◆ Document extract
Monday, June 27, 2022

Krishnamurti Redux

How much can we really know, especially when it comes to the difficult task of knowing ourselves?

A proposition: The world is not as it appears to be.


In most spiritual practice there is a notion that the world we see and experience is an illusion. It is called māyā in both Hindu and Buddhist world views, a blindness that prevents humans from having a complete experience of life. The word māyā in Sanskrit points to a mental condition of pretense or deceit that’s a hindrance on the path to realization. Its Hindu roots also carry some notion of magic that the gods use to create illusion unless they are appeased. In Buddhist and Hindu theology, samsara indicates the perpetual cycle of enslavement to birth and death and the pain of being caught up in the grip of illusion. Samsara simply means “world” in Sanskrit, but has been extrapolated out to include an endless cycle of birth and rebirth, spelling out continuous suffering.


The monotheistic religious traditions attribute our alienation from God and ourselves as the result of sin. In Christianity, particularly after Augustine, Eve's sin in the Garden of Eden, and Adam’s complicity, cursed all mankind to Original Sin until the sacrifice of Jesus. While any broad statement is of course misleading, it is enough here to point to the role of sin and alienation from God that traps us in misfortune’s clutches.


Religious and spiritual teachings have proposed various ways of digging ourselves out of this hole. Christianity and other monotheistic traditions advocate “conversion,” repentance, prayer and good works; Buddhism, Taoism and Hinduism veer towards the meditation/introspection end of the spectrum, coupled with an analysis of the condition itself. 


Gurdjieff (I mention him because he is the subject of other posts on Buddha, S.J.) as well as various disciplines that have emerged more recently attempt this analysis in the more neutral terms of being asleep. Gurdjieff said, "Man is immersed in dreams... He lives in sleep… He is a machine. He cannot stop the flow of his thoughts, he cannot control his imagination, his emotions, his attention... He does not see the real world. The real world is hidden from him by the wall of imagination." 


These characterizations are simplistic at best and miss a lot of nuance, a fault for which I will be criticized, but my purpose is to simply point to the predicament, not necessarily to argue the merits of any particular solution.

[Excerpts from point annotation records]
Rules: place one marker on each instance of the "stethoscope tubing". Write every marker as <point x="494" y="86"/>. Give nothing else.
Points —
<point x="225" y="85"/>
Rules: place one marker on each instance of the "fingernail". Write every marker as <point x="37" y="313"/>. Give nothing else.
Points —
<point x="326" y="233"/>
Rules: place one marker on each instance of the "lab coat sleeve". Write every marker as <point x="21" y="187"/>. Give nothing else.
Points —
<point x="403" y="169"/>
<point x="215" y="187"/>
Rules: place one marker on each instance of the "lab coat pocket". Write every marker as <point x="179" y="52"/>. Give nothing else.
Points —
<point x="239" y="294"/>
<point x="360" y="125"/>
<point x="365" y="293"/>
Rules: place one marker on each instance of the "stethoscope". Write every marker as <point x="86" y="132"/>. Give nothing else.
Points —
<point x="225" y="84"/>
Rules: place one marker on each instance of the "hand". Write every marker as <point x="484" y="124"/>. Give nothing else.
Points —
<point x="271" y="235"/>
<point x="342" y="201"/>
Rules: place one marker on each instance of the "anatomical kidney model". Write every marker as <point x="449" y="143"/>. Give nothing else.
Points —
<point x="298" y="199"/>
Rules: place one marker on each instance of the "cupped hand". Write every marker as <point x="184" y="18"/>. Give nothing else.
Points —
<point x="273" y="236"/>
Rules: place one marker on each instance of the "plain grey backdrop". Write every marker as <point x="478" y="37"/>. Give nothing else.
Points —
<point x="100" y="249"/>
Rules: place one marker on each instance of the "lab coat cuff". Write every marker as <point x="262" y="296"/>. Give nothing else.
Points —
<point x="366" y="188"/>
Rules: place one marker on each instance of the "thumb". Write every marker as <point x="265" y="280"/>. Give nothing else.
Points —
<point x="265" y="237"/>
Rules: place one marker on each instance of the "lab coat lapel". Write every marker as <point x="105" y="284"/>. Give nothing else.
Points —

◆ Given request A
Please condense the paragraph of the post that begins "Religious and spiritual teachings have proposed" into a short bulleted list, keeping its main facts.
◆ Given request B
Return every line of the listing that contains the string "marker", matching case exactly.
The post and the listing are unrelated pieces of material.

◆ Reply A
- Religious and spiritual teachings have proposed various ways of digging out of this hole.
- Christianity and other monotheistic traditions advocate conversion, repentance, prayer and good works.
- Buddhism, Taoism and Hinduism lean toward meditation and introspection, coupled with an analysis of the condition itself.

◆ Reply B
Rules: place one marker on each instance of the "stethoscope tubing". Write every marker as <point x="494" y="86"/>. Give nothing else.
Rules: place one marker on each instance of the "fingernail". Write every marker as <point x="37" y="313"/>. Give nothing else.
Rules: place one marker on each instance of the "lab coat sleeve". Write every marker as <point x="21" y="187"/>. Give nothing else.
Rules: place one marker on each instance of the "lab coat pocket". Write every marker as <point x="179" y="52"/>. Give nothing else.
Rules: place one marker on each instance of the "stethoscope". Write every marker as <point x="86" y="132"/>. Give nothing else.
Rules: place one marker on each instance of the "hand". Write every marker as <point x="484" y="124"/>. Give nothing else.
Rules: place one marker on each instance of the "anatomical kidney model". Write every marker as <point x="449" y="143"/>. Give nothing else.
Rules: place one marker on each instance of the "cupped hand". Write every marker as <point x="184" y="18"/>. Give nothing else.
Rules: place one marker on each instance of the "plain grey backdrop". Write every marker as <point x="478" y="37"/>. Give nothing else.
Rules: place one marker on each instance of the "lab coat cuff". Write every marker as <point x="262" y="296"/>. Give nothing else.
Rules: place one marker on each instance of the "thumb". Write every marker as <point x="265" y="280"/>. Give nothing else.
Rules: place one marker on each instance of the "lab coat lapel". Write every marker as <point x="105" y="284"/>. Give nothing else.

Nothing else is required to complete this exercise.